● ASSIGNMENT: Every line in the records below that holds the word "rough" is to be copied.

● INFORMATION GIVEN:
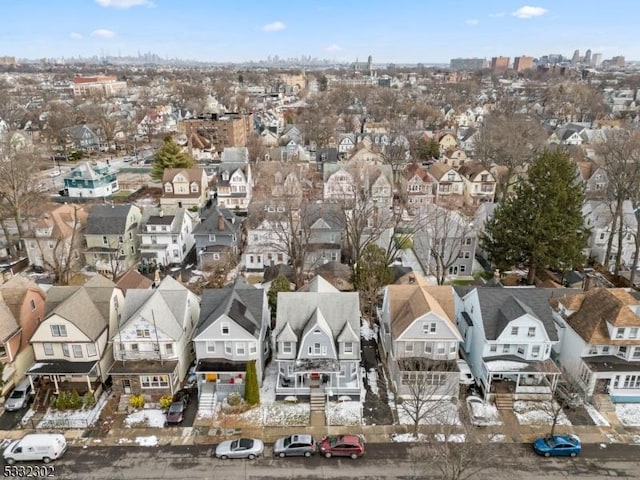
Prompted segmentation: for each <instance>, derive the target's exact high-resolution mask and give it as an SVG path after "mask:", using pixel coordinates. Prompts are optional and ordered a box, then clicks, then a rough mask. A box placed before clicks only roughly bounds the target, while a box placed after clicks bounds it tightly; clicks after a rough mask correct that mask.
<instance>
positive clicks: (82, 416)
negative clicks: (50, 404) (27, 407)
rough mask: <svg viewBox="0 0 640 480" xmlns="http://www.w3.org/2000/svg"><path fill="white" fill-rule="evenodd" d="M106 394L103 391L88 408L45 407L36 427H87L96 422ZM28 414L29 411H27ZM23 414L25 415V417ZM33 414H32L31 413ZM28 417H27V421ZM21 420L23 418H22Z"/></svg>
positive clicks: (106, 402)
mask: <svg viewBox="0 0 640 480" xmlns="http://www.w3.org/2000/svg"><path fill="white" fill-rule="evenodd" d="M107 400H108V395H107V394H106V393H103V394H102V396H101V397H100V398H99V399H98V401H97V402H96V404H95V405H94V406H93V407H92V408H90V409H83V410H52V409H50V408H49V409H47V413H45V414H44V417H43V418H42V420H40V422H39V423H38V428H87V427H90V426H92V425H94V424H95V423H96V421H97V420H98V418H99V417H100V412H102V409H103V408H104V407H105V405H106V404H107ZM27 415H29V413H27ZM27 415H25V417H27ZM31 415H33V414H31ZM29 418H30V416H29V417H27V421H28V419H29ZM23 422H25V420H24V419H23Z"/></svg>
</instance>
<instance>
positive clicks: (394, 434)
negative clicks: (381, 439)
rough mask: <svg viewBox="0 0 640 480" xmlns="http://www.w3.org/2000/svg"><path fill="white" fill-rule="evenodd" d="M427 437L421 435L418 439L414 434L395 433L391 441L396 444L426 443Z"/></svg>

● ANSWER TO THE PROBLEM:
Prompted segmentation: for each <instance>, derive the target's exact high-resolution mask and give it as an SVG path after "mask:", using pixel coordinates. Prompts are optional and ordered a box, then clicks, then a rough mask. A box placed before clicks only roughly bounds the target, while a box placed after clicks bounds it tightly; clicks after a rough mask correct that mask.
rough mask: <svg viewBox="0 0 640 480" xmlns="http://www.w3.org/2000/svg"><path fill="white" fill-rule="evenodd" d="M106 394L103 391L88 408L45 407L36 427H87L96 422ZM28 414L29 411H27ZM23 414L25 415V417ZM33 414H32L31 413ZM28 417H27V421ZM21 420L23 418H22Z"/></svg>
rough mask: <svg viewBox="0 0 640 480" xmlns="http://www.w3.org/2000/svg"><path fill="white" fill-rule="evenodd" d="M427 437L421 435L418 439L414 434L395 433L391 441L396 444L426 443Z"/></svg>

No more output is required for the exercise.